"""

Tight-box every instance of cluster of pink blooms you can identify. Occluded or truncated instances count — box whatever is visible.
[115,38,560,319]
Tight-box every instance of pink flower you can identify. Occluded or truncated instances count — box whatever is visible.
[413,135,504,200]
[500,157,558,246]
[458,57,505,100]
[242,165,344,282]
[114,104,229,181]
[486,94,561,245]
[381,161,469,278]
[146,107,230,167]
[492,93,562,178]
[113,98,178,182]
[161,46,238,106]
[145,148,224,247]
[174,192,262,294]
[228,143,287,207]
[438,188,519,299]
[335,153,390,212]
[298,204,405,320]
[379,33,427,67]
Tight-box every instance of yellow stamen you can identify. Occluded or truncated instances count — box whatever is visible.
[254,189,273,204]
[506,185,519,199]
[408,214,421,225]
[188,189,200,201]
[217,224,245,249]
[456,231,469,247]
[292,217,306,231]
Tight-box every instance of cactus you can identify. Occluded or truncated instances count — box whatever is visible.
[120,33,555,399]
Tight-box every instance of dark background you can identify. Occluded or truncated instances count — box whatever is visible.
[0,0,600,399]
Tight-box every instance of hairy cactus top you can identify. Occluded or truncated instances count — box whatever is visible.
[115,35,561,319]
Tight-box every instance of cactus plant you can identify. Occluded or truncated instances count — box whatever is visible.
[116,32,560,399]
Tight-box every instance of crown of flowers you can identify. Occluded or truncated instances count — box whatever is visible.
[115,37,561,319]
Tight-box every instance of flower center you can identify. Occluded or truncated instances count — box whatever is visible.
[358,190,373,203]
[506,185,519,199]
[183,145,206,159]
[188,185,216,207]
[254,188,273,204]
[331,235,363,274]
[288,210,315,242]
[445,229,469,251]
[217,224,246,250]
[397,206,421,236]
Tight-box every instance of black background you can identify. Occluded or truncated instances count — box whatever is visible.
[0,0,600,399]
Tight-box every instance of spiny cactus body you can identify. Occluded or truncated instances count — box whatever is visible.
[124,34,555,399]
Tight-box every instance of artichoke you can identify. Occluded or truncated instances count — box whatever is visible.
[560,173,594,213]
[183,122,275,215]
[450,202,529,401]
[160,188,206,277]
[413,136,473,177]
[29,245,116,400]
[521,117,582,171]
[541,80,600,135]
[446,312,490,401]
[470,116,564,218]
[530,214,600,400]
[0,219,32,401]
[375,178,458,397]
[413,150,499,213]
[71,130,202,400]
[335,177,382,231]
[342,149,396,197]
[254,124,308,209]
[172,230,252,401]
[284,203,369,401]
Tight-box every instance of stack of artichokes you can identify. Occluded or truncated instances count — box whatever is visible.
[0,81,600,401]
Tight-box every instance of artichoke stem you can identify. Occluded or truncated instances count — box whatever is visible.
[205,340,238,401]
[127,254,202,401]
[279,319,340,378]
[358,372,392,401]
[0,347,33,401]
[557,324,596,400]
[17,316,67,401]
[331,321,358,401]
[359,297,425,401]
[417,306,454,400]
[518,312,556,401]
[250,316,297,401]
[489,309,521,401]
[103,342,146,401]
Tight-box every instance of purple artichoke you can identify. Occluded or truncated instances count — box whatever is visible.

"""

_Short task_. Repeat only the lines from the one holding "Tight-box every instance of flower" through the last line of the data.

_Written response_.
Tight-box every instance of flower center you can identify. Occluded or truncated instances count — box whatever is visible.
[358,190,373,203]
[506,185,519,199]
[183,145,206,159]
[188,185,216,207]
[254,188,273,204]
[331,235,363,274]
[288,210,315,242]
[445,229,469,251]
[217,224,246,250]
[397,206,421,236]
Tight-box every instance of black background you can identify. Occluded or truncated instances count — box whatever is visible.
[0,0,600,399]
Tight-box every instance of spiny cactus body you can identify. Occluded or truncated instances count — box whatever is visible.
[124,34,555,399]
Tight-box every instance of artichoke you can identify. Occluded or truncated instances count — box whatever is visible.
[560,173,594,213]
[183,122,275,215]
[450,202,529,401]
[160,188,206,277]
[413,136,473,177]
[29,245,116,400]
[521,117,582,171]
[541,80,600,135]
[446,312,490,401]
[470,116,564,218]
[530,214,600,400]
[0,219,32,401]
[375,178,458,397]
[413,150,499,213]
[71,130,202,400]
[335,177,382,231]
[342,149,396,197]
[254,124,308,209]
[172,230,252,401]
[284,203,369,401]
Tight-box every instance of stack of artichokes you can identify. Occluded or truncated instances count — box whatever is visible.
[0,81,600,401]
Tight-box every instance of artichoke stem you can identify. Occluded or truncated instances count — box whatever is visible.
[205,340,238,401]
[127,254,202,401]
[279,319,340,378]
[358,372,392,401]
[0,347,33,401]
[557,324,596,400]
[17,316,67,401]
[331,321,358,401]
[359,297,425,401]
[417,306,454,400]
[518,312,556,401]
[250,316,297,401]
[489,309,521,401]
[103,342,146,401]
Tight-box every instance of purple artichoke you can identify. Occluded or truncated instances count — box whatever is visible.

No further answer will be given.